(Pointing and labeling entries)
================
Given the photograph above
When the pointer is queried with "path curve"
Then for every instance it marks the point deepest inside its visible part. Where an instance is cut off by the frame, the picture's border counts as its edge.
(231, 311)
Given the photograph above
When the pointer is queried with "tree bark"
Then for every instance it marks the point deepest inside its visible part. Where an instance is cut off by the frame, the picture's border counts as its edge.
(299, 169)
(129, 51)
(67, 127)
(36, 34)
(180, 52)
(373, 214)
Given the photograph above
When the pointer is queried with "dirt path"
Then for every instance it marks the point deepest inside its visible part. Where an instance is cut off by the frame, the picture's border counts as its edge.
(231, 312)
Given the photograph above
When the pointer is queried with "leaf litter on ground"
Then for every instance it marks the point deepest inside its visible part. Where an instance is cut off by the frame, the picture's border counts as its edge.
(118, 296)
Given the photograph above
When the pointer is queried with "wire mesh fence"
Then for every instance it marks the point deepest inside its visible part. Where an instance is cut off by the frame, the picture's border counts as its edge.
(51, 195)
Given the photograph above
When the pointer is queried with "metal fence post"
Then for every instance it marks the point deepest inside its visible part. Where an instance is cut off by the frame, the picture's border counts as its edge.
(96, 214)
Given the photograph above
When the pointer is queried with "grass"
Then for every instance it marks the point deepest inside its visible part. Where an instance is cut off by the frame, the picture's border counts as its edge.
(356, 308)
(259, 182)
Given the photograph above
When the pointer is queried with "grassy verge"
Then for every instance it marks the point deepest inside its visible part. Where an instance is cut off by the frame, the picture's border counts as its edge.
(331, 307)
================
*Problem:* All of the entries above need to be reproduced exactly.

*Answer:*
Given the photograph above
When the pointer is queried with "path curve"
Then for every instance it marks the point deepest inside its visible part. Where an instance is cut off by the frame, the picture's border counts as its edge.
(231, 311)
Given the photograph above
When the pointer is queried with "tree bark"
Then for every instance it marks the point deepest inside its visible part. Where an instance is cut off by the frame, the picture's border counts as its edge.
(299, 169)
(129, 51)
(67, 127)
(36, 34)
(180, 52)
(373, 214)
Given the photograph above
When the pointer is queried with "dirt path"
Then for every instance it marks the point deepest inside its visible part. Where an instance is cut off by the frame, the picture's border counts as its edge.
(231, 312)
Given the photograph above
When the pointer is queried with "leaf litter on ground"
Then for every instance it marks the point deepest inside its visible part. Where an instance is cut off by the frame, the picture's border counts as its edge.
(118, 296)
Given the photograph above
When the pointer is queried with "wire mesh fence"
Then for every instance it marks the point deepest inside its visible part. Where an instance is cut off by the frame, the picture's border counts as its edge.
(51, 195)
Given the photograph above
When the pointer is queried with "metal fence post"
Then for every instance it marks the point deepest inside its visible part. Where an instance is cut off by the frame, the picture's border counts as its edge.
(96, 214)
Given the photograph above
When the pointer is queried with "grass"
Then for every instance it marks the point deepest inside its visible part. Where an instance is cut off by the frame, the picture's border counts as its edge.
(356, 308)
(259, 182)
Given the photograph above
When the pointer is queried with "grassy verge"
Then for every instance it marks the point deepest inside its visible part. Where an instance is cut off by the frame, the picture's border counts as its edge.
(331, 307)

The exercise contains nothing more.